[Data]:

▬▬▬▬▬▬▬▬▬▬

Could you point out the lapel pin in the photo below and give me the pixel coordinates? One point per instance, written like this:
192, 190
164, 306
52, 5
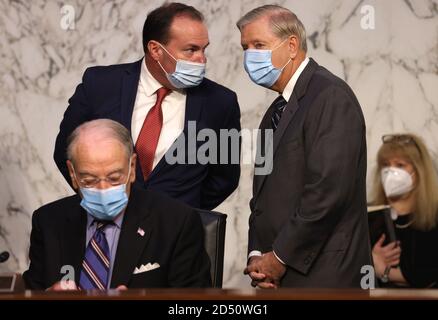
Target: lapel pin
140, 231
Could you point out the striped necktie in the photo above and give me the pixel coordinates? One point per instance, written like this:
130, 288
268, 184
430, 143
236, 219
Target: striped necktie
278, 105
149, 136
96, 264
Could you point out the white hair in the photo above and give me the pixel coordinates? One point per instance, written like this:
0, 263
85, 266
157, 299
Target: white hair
112, 128
284, 23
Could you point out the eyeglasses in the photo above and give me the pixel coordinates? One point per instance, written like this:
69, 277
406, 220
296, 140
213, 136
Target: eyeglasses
114, 180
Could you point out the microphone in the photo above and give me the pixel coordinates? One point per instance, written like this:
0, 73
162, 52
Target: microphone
4, 256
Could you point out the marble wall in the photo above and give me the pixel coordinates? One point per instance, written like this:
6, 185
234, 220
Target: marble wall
392, 68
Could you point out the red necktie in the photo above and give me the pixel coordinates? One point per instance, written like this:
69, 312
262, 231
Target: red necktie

▬▬▬▬▬▬▬▬▬▬

[What the task asks]:
In the records above, return only the line that contains "Could you point out the white" and every line after it through the last, exactly as they appear.

[Exercise output]:
Could you point out the white hair in the photo above and give me the pixel coordinates? One point per instance, written like this:
0, 263
85, 266
157, 299
Target: white hair
112, 128
284, 23
Could you point out the eyeglasses in the photo above and give me the pixel coordinates? One point per instance, written like this:
69, 277
406, 220
296, 140
213, 136
Target: eyeglasses
114, 180
Could you point out the microphone in the photo above and give me the pixel coordinates? One point per instance, written like this:
0, 73
162, 52
Target: microphone
4, 256
Could you point out the marble wall in the photo above and give me the pixel coordinates? One point per instance, written like this:
6, 185
234, 220
Target: marble wall
392, 68
Could you point out the red necktie in the photo above and give me the pixel coordinates? One point per instance, written like this:
69, 312
262, 231
Target: red necktie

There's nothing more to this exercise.